:: Work to be completed ::
Repeat the records below exactly as they appear.
+---+
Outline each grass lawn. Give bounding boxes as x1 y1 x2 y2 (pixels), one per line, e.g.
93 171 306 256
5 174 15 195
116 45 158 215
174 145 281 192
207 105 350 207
+---+
:: Output of the exercise ::
Outline each grass lawn. Give bounding boxes as x1 y1 x2 y2 (pixels), one per line, e.g.
93 171 306 256
5 174 15 195
116 45 158 215
174 145 281 192
207 105 350 207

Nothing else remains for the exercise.